WHAT THE EXERCISE ASKS — Copy the blog post between "Tuesday, August 18, 2009" and "sparatic moderate depression.", inclusive, renaming "specialist" as "new doctor".

PASSAGE TO READ —

Tuesday, August 18, 2009

Getting Along

Friday sent me into kind of a moderate emotional tailspin over the weekend/last night. After talking to my doctor, aparently the SSRI I'm on currently has a tendency with some people to induce more severe emotional down periods. So I'm going to a specialist tomorrow to hopefully not have the choice in between severe joint pain/fatigue and sparatic moderate depression.

Basically, I'm getting along. I went for a 31 mile ride on Saturday and it pretty much wiped me out. Which is unfortunate. My ability to be in shape has taken a severe decline here recently and I'm going to pick up a book someone recommended that helped them lose a lot of weight. She's had some general parallels in her body type to mine, so I'm really hoping it'll help. This recent development of my body expanding what seems like to me exponentially is severely frustrating, upsetting, and downright sad sometimes. I've lost some ground on all the hardwork I put in for over a year.

DATA EXTRACTS —
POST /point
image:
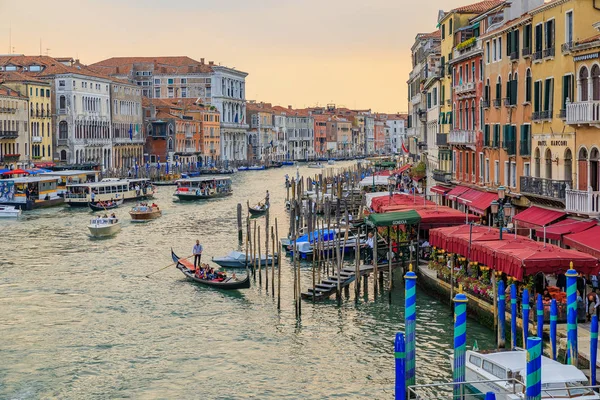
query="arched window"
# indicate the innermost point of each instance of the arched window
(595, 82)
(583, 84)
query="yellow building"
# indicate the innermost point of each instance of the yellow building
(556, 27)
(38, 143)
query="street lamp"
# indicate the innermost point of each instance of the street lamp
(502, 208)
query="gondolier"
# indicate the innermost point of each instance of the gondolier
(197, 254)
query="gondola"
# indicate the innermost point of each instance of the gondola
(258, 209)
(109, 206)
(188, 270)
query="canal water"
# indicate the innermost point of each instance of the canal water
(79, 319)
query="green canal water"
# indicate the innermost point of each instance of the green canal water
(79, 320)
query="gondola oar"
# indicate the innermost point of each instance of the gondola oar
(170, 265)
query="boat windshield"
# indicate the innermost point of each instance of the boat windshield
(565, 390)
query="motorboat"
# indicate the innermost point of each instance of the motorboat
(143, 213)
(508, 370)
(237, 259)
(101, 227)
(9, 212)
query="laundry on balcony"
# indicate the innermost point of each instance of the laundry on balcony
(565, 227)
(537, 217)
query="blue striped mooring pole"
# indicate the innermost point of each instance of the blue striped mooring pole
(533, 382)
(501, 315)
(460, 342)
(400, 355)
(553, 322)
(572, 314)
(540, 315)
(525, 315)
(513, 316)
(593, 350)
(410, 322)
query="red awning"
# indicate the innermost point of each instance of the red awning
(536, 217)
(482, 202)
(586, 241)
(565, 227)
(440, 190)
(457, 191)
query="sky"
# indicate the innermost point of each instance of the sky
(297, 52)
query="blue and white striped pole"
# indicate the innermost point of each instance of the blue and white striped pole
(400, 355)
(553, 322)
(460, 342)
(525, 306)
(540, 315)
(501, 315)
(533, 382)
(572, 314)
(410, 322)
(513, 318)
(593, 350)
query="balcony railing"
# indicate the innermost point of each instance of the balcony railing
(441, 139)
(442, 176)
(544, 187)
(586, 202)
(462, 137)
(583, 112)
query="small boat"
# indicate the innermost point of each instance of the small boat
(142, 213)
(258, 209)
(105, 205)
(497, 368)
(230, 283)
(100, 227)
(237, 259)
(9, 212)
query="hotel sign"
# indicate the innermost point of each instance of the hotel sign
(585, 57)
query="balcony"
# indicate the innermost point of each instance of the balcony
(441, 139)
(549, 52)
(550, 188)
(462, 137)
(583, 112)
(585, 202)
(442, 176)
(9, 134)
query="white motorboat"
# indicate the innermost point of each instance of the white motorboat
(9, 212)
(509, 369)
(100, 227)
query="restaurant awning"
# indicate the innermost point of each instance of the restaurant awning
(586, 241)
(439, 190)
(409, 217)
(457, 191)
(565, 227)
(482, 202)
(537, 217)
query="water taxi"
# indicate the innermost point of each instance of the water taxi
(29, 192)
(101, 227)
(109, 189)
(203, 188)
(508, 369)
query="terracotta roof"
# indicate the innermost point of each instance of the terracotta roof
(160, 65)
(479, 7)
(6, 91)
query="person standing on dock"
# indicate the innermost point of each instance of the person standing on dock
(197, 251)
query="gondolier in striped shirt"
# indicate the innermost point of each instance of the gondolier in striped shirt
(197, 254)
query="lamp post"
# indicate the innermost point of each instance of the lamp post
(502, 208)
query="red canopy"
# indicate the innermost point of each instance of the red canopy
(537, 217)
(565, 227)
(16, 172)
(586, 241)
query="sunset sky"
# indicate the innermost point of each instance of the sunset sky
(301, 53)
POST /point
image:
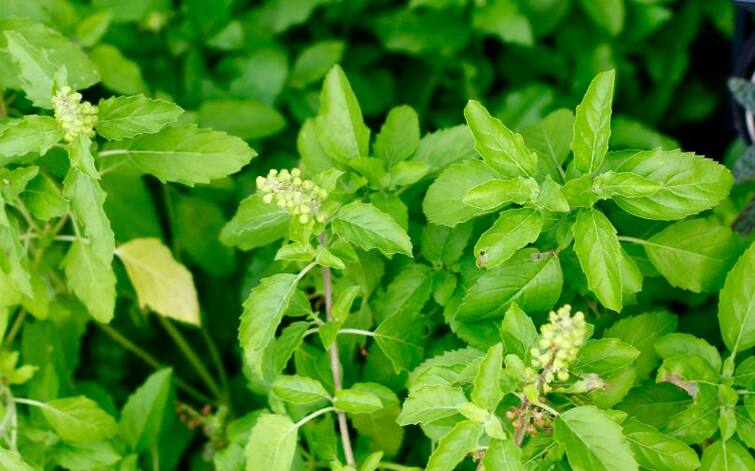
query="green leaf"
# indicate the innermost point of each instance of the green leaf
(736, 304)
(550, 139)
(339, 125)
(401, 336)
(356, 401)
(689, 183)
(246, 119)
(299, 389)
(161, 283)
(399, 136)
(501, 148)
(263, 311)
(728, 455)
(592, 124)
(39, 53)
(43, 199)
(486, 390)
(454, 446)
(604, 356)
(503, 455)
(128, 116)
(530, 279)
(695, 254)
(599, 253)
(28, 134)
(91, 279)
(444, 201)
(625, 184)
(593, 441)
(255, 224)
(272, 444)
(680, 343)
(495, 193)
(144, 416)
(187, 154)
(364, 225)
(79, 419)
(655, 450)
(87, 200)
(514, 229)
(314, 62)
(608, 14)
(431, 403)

RESPONSE —
Tuesday, August 18, 2009

Getting Along

Friday sent me into kind of a moderate emotional tailspin over the weekend/last night. After talking to my doctor, aparently the SSRI I'm on currently has a tendency with some people to induce more severe emotional down periods. So I'm going to a new doctor tomorrow to hopefully not have the choice in between severe joint pain/fatigue and sparatic moderate depression.